S’il salue l’initiative américaine, il la juge insuffisante. « L’accord de Washington doit être accompagné d’un dialogue inclusif pour rassurer les investisseurs. » Pour lui, cet élargissement du dialogue n’a pas pour but de « partager le pouvoir », mais de « contribuer au retour de la paix dans l’Est du pays ».
Denis Mukwege : « La guerre s’intensifie » malgré les pourparlers
Le prix Nobel de la paix Denis Mukwege a, lui, tiré la sonnette d’alarme sur l’intensification paradoxale des violences à l’Est à la veille de la signature. « La guerre s’intensifie dans les Kivu où la population subit une immense souffrance et meurt comme des mouches sous les bombes des belligérants. »

========

- **TRAVAIL DEMANDÉ**
Relevez tous les passages placés entre guillemets dans le texte à lire, dans leur ordre d'apparition.

========

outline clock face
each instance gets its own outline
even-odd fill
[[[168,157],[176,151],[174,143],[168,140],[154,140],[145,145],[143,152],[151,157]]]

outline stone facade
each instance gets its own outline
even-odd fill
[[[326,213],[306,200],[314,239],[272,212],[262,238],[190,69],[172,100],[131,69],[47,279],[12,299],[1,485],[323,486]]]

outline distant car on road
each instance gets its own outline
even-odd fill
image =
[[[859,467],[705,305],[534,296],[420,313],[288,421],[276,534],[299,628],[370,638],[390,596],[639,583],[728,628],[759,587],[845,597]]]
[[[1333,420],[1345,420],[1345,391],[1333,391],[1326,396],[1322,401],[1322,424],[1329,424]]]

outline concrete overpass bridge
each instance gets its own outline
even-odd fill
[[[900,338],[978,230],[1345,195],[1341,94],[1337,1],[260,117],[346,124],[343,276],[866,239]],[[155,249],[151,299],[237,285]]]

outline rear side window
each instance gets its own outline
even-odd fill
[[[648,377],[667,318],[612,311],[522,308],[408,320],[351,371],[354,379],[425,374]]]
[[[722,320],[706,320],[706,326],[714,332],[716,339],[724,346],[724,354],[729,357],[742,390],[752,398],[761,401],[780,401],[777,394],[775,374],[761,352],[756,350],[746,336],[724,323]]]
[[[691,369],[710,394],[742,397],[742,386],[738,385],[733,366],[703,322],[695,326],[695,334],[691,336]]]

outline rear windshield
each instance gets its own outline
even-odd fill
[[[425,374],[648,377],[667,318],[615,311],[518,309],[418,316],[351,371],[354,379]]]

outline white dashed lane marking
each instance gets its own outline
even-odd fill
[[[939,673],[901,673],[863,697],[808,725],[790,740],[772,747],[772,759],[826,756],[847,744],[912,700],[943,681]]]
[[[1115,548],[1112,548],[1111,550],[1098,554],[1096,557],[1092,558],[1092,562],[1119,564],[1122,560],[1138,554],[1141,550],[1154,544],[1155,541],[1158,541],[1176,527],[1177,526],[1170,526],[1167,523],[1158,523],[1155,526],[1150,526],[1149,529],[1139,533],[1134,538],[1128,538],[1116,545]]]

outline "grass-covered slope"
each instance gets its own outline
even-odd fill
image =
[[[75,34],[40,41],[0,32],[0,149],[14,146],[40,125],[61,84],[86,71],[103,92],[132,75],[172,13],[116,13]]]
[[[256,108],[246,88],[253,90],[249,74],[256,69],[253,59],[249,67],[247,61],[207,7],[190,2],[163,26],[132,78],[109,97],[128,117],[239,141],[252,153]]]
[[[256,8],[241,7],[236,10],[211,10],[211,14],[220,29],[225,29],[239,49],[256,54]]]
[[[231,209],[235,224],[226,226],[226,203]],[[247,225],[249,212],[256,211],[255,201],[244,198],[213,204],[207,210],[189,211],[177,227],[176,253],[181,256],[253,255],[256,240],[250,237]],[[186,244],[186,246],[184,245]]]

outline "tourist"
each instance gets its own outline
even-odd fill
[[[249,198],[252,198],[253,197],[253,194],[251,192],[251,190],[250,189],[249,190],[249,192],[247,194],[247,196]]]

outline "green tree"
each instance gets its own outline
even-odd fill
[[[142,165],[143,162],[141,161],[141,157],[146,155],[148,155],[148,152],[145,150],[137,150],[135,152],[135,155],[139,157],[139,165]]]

========

- **RÉSULTAT**
- « L'accord de Washington doit être accompagné d'un dialogue inclusif pour rassurer les investisseurs. »
- « partager le pouvoir »
- « contribuer au retour de la paix dans l'Est du pays »
- « La guerre s'intensifie »
- « La guerre s'intensifie dans les Kivu où la population subit une immense souffrance et meurt comme des mouches sous les bombes des belligérants. »